----- SUPPLIED RECORDS

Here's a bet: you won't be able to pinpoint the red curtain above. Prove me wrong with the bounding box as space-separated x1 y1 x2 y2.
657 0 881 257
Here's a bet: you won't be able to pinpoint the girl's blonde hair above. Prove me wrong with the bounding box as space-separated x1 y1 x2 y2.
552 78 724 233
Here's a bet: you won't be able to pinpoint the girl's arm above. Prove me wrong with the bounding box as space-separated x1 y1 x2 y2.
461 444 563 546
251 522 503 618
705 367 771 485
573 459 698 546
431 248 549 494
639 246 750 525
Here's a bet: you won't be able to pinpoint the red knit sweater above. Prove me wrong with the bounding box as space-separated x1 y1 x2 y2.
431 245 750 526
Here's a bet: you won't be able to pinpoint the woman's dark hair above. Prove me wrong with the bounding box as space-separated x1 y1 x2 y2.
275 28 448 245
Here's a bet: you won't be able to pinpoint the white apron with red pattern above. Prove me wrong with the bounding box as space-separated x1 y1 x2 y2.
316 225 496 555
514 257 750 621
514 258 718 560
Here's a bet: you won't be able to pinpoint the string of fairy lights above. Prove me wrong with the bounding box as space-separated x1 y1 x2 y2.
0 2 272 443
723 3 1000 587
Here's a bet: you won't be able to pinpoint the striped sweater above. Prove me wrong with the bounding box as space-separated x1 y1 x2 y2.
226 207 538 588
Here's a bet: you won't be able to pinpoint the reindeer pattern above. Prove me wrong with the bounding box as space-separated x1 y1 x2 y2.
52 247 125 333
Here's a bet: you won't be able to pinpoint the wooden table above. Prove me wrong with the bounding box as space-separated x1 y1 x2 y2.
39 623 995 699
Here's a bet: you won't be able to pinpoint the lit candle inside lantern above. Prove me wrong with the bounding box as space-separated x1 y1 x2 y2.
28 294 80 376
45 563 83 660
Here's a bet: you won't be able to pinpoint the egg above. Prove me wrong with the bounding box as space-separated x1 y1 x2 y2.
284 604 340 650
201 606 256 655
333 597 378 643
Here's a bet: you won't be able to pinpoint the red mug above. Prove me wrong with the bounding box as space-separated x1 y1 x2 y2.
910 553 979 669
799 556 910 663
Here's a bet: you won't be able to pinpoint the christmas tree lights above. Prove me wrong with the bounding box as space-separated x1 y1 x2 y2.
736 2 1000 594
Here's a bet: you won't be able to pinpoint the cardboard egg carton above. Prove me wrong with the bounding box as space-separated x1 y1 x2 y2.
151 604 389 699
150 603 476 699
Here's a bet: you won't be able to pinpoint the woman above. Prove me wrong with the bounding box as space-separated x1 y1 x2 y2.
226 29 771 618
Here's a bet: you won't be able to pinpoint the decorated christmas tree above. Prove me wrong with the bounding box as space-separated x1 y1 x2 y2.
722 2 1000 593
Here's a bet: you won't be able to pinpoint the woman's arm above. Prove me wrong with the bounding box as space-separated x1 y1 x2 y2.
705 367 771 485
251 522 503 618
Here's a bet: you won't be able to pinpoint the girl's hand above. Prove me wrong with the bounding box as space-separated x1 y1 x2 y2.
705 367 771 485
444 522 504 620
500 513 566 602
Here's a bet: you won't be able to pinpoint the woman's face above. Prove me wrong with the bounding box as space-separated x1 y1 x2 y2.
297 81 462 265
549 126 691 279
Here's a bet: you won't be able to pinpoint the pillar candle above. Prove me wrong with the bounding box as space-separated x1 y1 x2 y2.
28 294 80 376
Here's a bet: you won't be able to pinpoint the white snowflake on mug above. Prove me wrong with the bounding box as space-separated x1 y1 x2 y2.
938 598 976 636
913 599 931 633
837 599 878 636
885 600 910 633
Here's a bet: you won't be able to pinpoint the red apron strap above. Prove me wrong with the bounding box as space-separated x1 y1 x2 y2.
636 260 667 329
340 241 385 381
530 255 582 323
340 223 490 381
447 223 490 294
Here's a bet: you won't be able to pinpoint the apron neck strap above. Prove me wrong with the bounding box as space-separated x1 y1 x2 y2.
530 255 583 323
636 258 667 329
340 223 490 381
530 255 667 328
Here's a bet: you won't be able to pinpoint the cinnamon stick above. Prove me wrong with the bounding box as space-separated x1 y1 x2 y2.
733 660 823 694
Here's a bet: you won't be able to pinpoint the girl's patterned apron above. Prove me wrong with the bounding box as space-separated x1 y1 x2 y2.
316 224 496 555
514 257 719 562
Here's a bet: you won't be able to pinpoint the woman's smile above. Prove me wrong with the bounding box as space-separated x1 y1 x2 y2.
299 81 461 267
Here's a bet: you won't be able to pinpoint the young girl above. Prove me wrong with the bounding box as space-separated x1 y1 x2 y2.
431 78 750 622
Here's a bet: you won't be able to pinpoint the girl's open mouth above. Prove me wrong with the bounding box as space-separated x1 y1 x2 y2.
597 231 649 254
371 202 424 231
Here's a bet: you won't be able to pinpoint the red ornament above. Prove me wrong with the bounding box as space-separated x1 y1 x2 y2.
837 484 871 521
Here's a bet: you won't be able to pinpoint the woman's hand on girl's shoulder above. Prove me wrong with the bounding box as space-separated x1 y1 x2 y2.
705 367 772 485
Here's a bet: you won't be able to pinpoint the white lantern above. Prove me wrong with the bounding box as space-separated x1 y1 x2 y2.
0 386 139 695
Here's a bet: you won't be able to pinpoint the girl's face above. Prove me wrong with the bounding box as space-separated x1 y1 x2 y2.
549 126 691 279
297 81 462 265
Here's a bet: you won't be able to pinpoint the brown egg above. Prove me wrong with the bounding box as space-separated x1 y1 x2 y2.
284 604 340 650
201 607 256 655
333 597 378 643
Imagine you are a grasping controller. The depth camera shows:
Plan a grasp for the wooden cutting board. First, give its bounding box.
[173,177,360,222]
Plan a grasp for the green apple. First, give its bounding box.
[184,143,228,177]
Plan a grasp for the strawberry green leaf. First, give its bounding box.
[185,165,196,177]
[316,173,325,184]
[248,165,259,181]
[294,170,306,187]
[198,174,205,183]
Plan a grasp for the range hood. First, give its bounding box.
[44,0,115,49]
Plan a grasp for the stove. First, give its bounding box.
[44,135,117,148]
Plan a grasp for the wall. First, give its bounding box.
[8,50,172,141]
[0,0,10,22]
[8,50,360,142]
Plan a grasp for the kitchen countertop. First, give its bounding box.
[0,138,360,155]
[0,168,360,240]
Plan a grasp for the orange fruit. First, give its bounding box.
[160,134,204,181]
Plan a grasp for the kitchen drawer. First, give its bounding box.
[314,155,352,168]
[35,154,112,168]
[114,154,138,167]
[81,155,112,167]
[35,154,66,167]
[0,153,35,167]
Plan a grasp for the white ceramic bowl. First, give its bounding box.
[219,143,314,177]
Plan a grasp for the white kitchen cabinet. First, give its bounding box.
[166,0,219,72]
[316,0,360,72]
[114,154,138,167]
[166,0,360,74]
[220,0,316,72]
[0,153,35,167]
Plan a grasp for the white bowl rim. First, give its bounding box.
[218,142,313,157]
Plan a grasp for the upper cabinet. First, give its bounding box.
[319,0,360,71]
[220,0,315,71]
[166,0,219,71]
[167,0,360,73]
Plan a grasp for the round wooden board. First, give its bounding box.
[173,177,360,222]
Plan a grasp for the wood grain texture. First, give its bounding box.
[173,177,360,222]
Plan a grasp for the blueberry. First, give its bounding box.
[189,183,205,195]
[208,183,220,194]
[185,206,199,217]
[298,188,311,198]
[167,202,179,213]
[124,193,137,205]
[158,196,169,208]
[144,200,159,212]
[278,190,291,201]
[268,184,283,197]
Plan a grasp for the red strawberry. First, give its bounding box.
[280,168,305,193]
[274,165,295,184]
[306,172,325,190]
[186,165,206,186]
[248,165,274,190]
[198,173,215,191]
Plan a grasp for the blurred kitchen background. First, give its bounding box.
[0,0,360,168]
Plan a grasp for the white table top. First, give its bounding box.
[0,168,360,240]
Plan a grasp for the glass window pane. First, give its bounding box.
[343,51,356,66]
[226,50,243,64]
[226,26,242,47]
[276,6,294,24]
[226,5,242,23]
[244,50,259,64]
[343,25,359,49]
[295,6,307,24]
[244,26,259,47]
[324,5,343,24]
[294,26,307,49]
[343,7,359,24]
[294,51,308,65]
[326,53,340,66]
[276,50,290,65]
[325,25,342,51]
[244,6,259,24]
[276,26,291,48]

----------

→ **WHAT THE TASK REQUIRES**: Copy out the lines of the listing starting at the one containing "Here's a bet: you won't be able to pinpoint the wooden" and ending at the one containing "45 563 83 660", with both of those lines included and each line kept exactly as it appears.

→ **TASK SOLUTION**:
Here's a bet: you won't be able to pinpoint the wooden table above. Prove me wrong with the bounding box as space-separated x1 y1 x2 y2.
39 623 995 699
Here's a bet: you won't be able to pinpoint the lit candle inside lantern above. Prove me wrong with the bounding box as space-separated x1 y1 x2 y2.
28 294 80 376
45 563 83 660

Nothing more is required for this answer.